Source text:
════
Sometimes it will happen that a port will be accidentally linked up to another port on the same local switch. When this happens on a switch, both the Root Path Cost and the Bridge ID used in the second type of comparison algorithm will be the same, in this case, the Port ID on the local switch will be used to break the tie; the port with the lowest Port ID on the local switch will be the Designated Port, and the other port will be the Backup Port.

In the above diagram, Switch C is not running any Spanning Tree protocol, which means it will flood all received Spanning Tree information out to all the connected neighbor bridges (including switch B itself). This means that the Spanning Tree information sent from Switch B will be processed directly by Switch D and Switch B itself (it will receive the same Spanning Tree packet on port 2 which was sent out from port 1, and vice versa). For switch B, since both the Root Path Cost and the Bridge ID in the Spanning Tree packets received on ports 1 & 2 will be same (they came from the same switch, namely, switch B itself), in this case, the Port ID in the Spanning Tree packet will be used to break the tie. Since port 1 on switch B received a Spanning Tree packet with a port ID that is inferior to itself (port 2, which is inferior to port 1), port 1 becomes the Designated Port, and port 2 will become the Backup Port.


Path Cost

By default, each port on a Spanning Tree switch will be assigned a Path Cost based on the port's transmission speed, according to the IEEE standard below.

Link speed Recommended value
Less than or equal 100Kb/s 200,000,000
1 Mb/s 20,000,000
10 Mb/s 2,000,000
100 Mb/s 200,000
1 Gb/s 20,000
10 Gb/s 2,000
100 Gb/s 200
1 Tb/s 20
10 Tb/s 2

Although you will rarely need to adjust these settings because the default values should work fine in most scenarios, however, there are times when you might need to adjust these values manually, in order to influence the location of the Alternate Port or the Root Port.

In the above RSTP network with a redundant ring, the blocking port for the redundant ring is located on Switch B, based on the Bridge ID of the Root Bridge.

After modifying the Path Cost of port 1 on Switch D from 20K to 200K, this port has now become the blocking port for the redundant ring.
════
Data records:
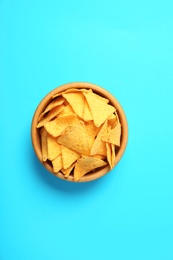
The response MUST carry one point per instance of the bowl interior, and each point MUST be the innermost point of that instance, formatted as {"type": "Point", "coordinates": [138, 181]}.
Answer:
{"type": "Point", "coordinates": [35, 135]}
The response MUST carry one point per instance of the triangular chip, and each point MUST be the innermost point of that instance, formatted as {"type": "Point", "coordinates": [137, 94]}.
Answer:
{"type": "Point", "coordinates": [68, 156]}
{"type": "Point", "coordinates": [43, 134]}
{"type": "Point", "coordinates": [71, 90]}
{"type": "Point", "coordinates": [113, 135]}
{"type": "Point", "coordinates": [76, 100]}
{"type": "Point", "coordinates": [99, 147]}
{"type": "Point", "coordinates": [67, 171]}
{"type": "Point", "coordinates": [75, 137]}
{"type": "Point", "coordinates": [67, 111]}
{"type": "Point", "coordinates": [109, 154]}
{"type": "Point", "coordinates": [57, 126]}
{"type": "Point", "coordinates": [54, 103]}
{"type": "Point", "coordinates": [100, 110]}
{"type": "Point", "coordinates": [52, 113]}
{"type": "Point", "coordinates": [113, 155]}
{"type": "Point", "coordinates": [85, 165]}
{"type": "Point", "coordinates": [53, 148]}
{"type": "Point", "coordinates": [57, 164]}
{"type": "Point", "coordinates": [86, 112]}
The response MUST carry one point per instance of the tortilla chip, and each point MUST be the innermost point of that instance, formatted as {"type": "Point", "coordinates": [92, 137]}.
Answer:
════
Exercise directions: Can you return the stretch of the Spanning Tree text above from "Link speed Recommended" through "the Root Port.", word for word?

Complete output:
Link speed Recommended value
Less than or equal 100Kb/s 200,000,000
1 Mb/s 20,000,000
10 Mb/s 2,000,000
100 Mb/s 200,000
1 Gb/s 20,000
10 Gb/s 2,000
100 Gb/s 200
1 Tb/s 20
10 Tb/s 2

Although you will rarely need to adjust these settings because the default values should work fine in most scenarios, however, there are times when you might need to adjust these values manually, in order to influence the location of the Alternate Port or the Root Port.